GOAL: Please reproduce the data below, changing every "integer pixel coordinates" to "whole-number pixel coordinates" and keeping everything else the same.
▼
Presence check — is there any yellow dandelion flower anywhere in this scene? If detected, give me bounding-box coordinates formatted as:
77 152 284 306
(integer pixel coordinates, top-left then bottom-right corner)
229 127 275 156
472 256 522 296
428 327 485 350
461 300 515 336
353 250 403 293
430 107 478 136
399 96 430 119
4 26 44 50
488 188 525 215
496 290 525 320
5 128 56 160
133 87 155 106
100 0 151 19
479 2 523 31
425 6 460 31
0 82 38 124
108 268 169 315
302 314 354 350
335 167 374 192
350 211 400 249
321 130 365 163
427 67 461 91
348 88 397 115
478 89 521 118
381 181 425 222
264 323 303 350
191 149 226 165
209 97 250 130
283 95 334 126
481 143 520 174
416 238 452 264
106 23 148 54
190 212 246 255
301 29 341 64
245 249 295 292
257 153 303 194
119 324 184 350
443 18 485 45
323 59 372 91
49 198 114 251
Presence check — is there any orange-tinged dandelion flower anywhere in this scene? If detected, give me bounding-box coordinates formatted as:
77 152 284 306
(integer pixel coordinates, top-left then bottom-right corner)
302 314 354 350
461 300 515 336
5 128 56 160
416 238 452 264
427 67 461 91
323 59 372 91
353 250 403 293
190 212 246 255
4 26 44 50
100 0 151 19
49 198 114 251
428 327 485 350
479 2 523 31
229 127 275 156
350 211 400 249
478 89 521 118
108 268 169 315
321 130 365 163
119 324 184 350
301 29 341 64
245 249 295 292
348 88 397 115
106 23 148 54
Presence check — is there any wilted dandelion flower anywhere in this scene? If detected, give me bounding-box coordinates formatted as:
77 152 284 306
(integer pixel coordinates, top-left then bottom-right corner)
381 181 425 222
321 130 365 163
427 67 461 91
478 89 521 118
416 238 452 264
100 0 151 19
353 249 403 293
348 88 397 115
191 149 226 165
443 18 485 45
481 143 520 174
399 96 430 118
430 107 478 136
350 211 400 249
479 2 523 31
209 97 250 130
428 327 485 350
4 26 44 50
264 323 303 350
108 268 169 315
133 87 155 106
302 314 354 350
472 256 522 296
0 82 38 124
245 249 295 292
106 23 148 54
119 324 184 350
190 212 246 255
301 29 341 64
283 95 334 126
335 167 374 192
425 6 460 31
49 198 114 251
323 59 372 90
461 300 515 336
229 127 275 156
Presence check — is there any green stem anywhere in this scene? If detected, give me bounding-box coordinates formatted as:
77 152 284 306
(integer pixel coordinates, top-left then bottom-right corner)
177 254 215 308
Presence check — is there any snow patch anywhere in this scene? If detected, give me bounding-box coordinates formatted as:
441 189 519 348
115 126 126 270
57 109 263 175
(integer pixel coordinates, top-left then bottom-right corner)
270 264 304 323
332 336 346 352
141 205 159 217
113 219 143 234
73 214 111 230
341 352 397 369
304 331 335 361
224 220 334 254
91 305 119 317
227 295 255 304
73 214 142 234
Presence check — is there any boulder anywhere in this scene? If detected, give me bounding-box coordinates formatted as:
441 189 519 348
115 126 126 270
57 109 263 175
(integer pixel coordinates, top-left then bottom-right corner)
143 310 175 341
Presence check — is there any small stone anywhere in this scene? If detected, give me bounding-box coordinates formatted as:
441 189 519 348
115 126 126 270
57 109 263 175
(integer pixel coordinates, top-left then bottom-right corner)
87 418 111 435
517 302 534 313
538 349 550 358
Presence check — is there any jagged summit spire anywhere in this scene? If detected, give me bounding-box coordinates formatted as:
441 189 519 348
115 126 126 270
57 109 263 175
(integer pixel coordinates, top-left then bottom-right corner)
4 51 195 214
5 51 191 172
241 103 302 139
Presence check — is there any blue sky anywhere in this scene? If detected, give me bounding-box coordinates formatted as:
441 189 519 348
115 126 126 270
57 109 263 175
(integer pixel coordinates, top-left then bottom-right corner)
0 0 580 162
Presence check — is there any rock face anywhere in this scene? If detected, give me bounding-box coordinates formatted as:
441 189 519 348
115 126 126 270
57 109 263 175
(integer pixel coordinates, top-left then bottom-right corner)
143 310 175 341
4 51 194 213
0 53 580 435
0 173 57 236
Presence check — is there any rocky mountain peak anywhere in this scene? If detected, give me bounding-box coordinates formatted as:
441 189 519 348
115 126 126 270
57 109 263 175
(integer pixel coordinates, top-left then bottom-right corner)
▲
ANSWER IN FULL:
Presence check — is there any yellow dandelion flower anywhere in this scene? If detected, give me bounding-box coordinates formatted as:
77 152 284 306
(whole-number pixel coordinates, top-left then bottom-right corner)
229 127 275 156
472 256 522 296
428 327 485 350
461 300 515 336
353 250 403 293
430 107 478 136
399 96 430 119
4 26 44 50
488 188 525 215
496 290 525 320
5 128 56 160
133 87 155 106
100 0 151 19
479 2 523 31
425 6 460 31
0 82 38 124
108 268 169 315
302 314 354 350
335 167 374 192
350 211 400 249
321 130 365 163
427 67 461 91
348 88 397 115
478 89 521 118
381 181 425 222
264 323 303 350
191 149 226 165
209 97 250 130
283 95 334 126
481 143 520 174
416 238 452 264
106 23 148 54
190 212 246 255
301 29 341 64
245 249 295 292
257 153 303 194
119 324 184 350
443 18 485 45
323 59 372 91
49 198 114 251
Presence check — is there any orange-tinged dandelion flower anywhere in this scene? If detected, give me bounding-box coordinates formatted as:
77 152 284 306
(whole-number pixel coordinates, top-left then bottom-right corner)
302 314 354 350
461 300 515 336
5 128 56 160
416 238 452 264
427 67 461 91
323 59 372 91
353 250 403 293
190 212 246 255
4 26 44 50
100 0 151 19
49 198 114 251
428 327 485 350
479 2 523 31
229 127 275 156
350 211 400 249
478 89 521 118
108 268 169 315
321 130 365 163
119 324 184 350
301 29 341 64
245 249 295 292
348 88 397 115
106 23 148 54
Presence check — is there any wilted dandelion flower anywhere in this scene? If detected, give me bounding-box coordinates formatted as:
77 152 284 306
(whole-number pixel coordinates, top-left then bottom-right corner)
381 181 425 222
321 130 365 163
427 67 461 91
478 89 521 118
416 238 452 264
100 0 151 19
353 249 403 293
348 88 397 115
191 149 226 165
443 18 485 45
481 143 520 174
399 96 430 118
430 107 478 136
350 211 400 249
479 2 523 31
209 97 250 130
428 327 485 350
4 26 44 50
264 323 303 350
108 268 169 315
133 87 155 106
302 314 354 350
472 256 522 296
0 82 38 124
245 249 295 292
106 23 148 54
119 324 184 350
190 212 246 255
301 29 341 64
283 95 334 126
335 167 374 192
425 6 460 31
49 198 114 251
323 59 372 90
461 300 515 336
229 127 275 156
Presence check — is there any green stem anywhere in this scene? If detected, give me bounding-box coordinates formatted as:
77 152 284 306
(whole-number pixel coordinates, top-left then bottom-right corner)
177 254 215 308
Presence check — is there any snow patch anywhere in this scene? If detected, give me bounding-box coordinates formatted as:
441 189 519 348
115 126 126 270
57 109 263 175
(whole-number pixel coordinates, top-left then bottom-right corner)
270 264 304 323
332 336 346 352
141 205 159 217
113 219 143 234
73 214 111 230
341 352 397 369
304 331 335 361
224 220 334 254
91 305 119 317
227 295 255 304
73 214 142 234
Presence check — is there any boulder anywhere in this scene? If detected, give me bounding-box coordinates formatted as:
441 189 519 348
115 126 126 270
57 109 263 175
(whole-number pixel coordinates, top-left then bottom-right corner)
143 310 175 341
Presence check — is there any small stone anywhere in this scene? If detected, give me bounding-box coordinates formatted as:
441 189 519 348
115 126 126 270
57 109 263 175
(whole-number pixel coordinates, top-left then bottom-right corner)
87 418 111 435
517 302 534 313
538 349 550 358
Presence check — is there any jagged summit spire anywhere in this scene? If detected, give me bounding-box coordinates formatted as:
441 189 519 348
115 126 126 270
57 109 263 175
(whole-number pixel coordinates, top-left then bottom-right corner)
4 51 195 214
5 51 191 172
241 103 302 139
Presence check — is there any blue sky anywhere in this scene? If detected, give me bounding-box coordinates formatted as:
441 189 519 348
115 126 126 270
57 109 263 175
(whole-number pixel coordinates, top-left then bottom-right corner)
0 0 580 162
Presence check — is there any rock face anywhere in this scene? If detected, give me bounding-box coordinates formatted as:
441 189 519 348
115 126 126 270
57 109 263 175
(whole-number pixel coordinates, top-left then bottom-right corner)
143 310 175 341
4 51 194 213
0 53 580 435
0 173 57 236
Presence check — is there any rocky mountain peak anywhere in this scene? If detected, give me bounding-box coordinates formatted as:
441 189 519 348
115 126 126 270
57 109 263 175
(whole-number pixel coordinates, top-left then bottom-right corner)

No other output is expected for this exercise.